Mülheim. .

Der Verfasser des Zeitungsartikels wählte deutliche Worte: Einen „ziemlich trostlosen Kasten“ nannte er den Backsteinbau. Auch die Umgebung empfand er als „nicht besonders ansprechend“. Die dortigen „nur zum Teil bestellten Schrebergärten“ mit ihren „halb zerfallenen Lauben“ seien kaum ansehnlich.

Dafür herrschte im Gebäude selbst ein moderner Geist: 400 Schüler wurden dort unterrichtet, zwei Stunden Turnen hatten sie in der Woche, die Kochschülerinnen bereiteten moderne Gerichte mit weißer Schürze und weißem Häubchen vor und Koedukation gab es gar bis zur sechsten Klasse. „Danach“, sagte Rektor Friedrich Schmidt, „hat die Trennung ihre Vorteile.“ 1964 war das.

Heute sind Schrebergärten wie Schüler verschwunden, stattdessen zog die Geschichte ein. Die Schule an der Aktienstraße wurde 1969 geschlossen. Seit 1980 ist dort Mülheims Stadtarchiv untergebracht – noch.

Im Jahr 1900 öffneten sich die Türen zum ersten Mal für Schüler. Damals hieß sie Schule an der Cleveschen Straße. Seitdem wurde sie mehrfach umbenannt, in Zinkhüttenschule, in Schlagerschule, in Schule an der Engelbertuskirche und zuletzt in Schule an der Aktienstraße. Das rote, wuchtige Bauwerk blieb äußerlich unverändert, im Inneren tat sich jedoch eine Menge.

400 Schüler im Jahr 1964

Rund 400 Schüler wurden 1964 unterrichtet, doch danach brachen die Schülerzahlen ein. 1969 drückten dort nur noch 127 Kinder die Schulbank – laut dem damals erlassenen NRW-Schulgesetz zu wenig. Das legte fest, dass jede Schule pro Jahrgang vier Klassen mit 40 Schülern benötigte, um fortzubestehen. Nur um fünf Prozent durfte diese Zahl unterschritten werden. Die Mindestzahl von 152 Schülern schien an der Aktienstraße unerreichbar. Sie war die elfte Grundschule, die aufgrund des neuen Gesetzes in Mülheim aufgelöst wurde.

## SCHRIFTLICHE AUFGABEN
A – Gib den Abschnitt des Artikels über die Schule an der Aktienstraße zwischen „Der Verfasser des“ und „seien kaum ansehnlich.“, beide eingeschlossen, wortgetreu wieder.
B – Prüfe anhand des Artikels über die Schule an der Aktienstraße, ob folgende Aussagen zutreffen: (i) Die Schule wurde 1969 geschlossen. (ii) Koedukation gab es bis zur achten Klasse. (iii) Das Stadtarchiv ist seit 1990 im Gebäude untergebracht. Beantworte jede mit Ja oder Nein und zitiere wörtlich die entscheidenden Worte des Artikels.

## GEZEIGTES MATERIAL
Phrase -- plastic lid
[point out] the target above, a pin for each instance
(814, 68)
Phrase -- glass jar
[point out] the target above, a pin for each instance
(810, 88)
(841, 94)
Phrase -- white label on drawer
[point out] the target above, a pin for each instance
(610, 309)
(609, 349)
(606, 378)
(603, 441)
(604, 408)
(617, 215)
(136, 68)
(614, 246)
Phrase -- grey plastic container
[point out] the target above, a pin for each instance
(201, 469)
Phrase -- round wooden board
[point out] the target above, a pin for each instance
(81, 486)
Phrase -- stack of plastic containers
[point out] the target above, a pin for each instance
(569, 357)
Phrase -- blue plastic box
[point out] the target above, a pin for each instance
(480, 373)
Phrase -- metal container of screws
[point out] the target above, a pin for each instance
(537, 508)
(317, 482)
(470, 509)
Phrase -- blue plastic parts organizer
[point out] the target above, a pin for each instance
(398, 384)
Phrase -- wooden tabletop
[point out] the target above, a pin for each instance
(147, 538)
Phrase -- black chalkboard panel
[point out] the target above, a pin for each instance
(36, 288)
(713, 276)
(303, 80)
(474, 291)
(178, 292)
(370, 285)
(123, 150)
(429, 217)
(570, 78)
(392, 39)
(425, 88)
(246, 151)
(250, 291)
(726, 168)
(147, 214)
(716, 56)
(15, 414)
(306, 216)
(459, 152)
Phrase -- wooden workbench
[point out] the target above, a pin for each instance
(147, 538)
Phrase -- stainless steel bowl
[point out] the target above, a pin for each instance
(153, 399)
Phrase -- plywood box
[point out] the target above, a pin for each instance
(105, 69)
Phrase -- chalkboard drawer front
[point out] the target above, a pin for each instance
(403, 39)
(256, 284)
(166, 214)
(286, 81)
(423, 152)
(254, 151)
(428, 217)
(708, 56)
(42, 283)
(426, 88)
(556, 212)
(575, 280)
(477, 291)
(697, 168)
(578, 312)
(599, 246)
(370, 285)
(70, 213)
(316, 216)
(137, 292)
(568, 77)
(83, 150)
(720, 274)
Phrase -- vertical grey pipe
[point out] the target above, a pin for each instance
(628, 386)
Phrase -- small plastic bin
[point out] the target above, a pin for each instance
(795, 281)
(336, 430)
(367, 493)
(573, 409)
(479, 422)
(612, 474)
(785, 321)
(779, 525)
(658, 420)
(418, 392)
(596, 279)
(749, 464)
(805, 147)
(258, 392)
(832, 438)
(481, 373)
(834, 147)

## LÖSUNGEN DER AUFGABEN
A –
Der Verfasser des Zeitungsartikels wählte deutliche Worte: Einen „ziemlich trostlosen Kasten“ nannte er den Backsteinbau. Auch die Umgebung empfand er als „nicht besonders ansprechend“. Die dortigen „nur zum Teil bestellten Schrebergärten“ mit ihren „halb zerfallenen Lauben“ seien kaum ansehnlich.

B –
(i) Ja: „Die Schule an der Aktienstraße wurde 1969 geschlossen.“
(ii) Nein: „Koedukation gab es gar bis zur sechsten Klasse“
(iii) Nein: „Seit 1980 ist dort Mülheims Stadtarchiv untergebracht“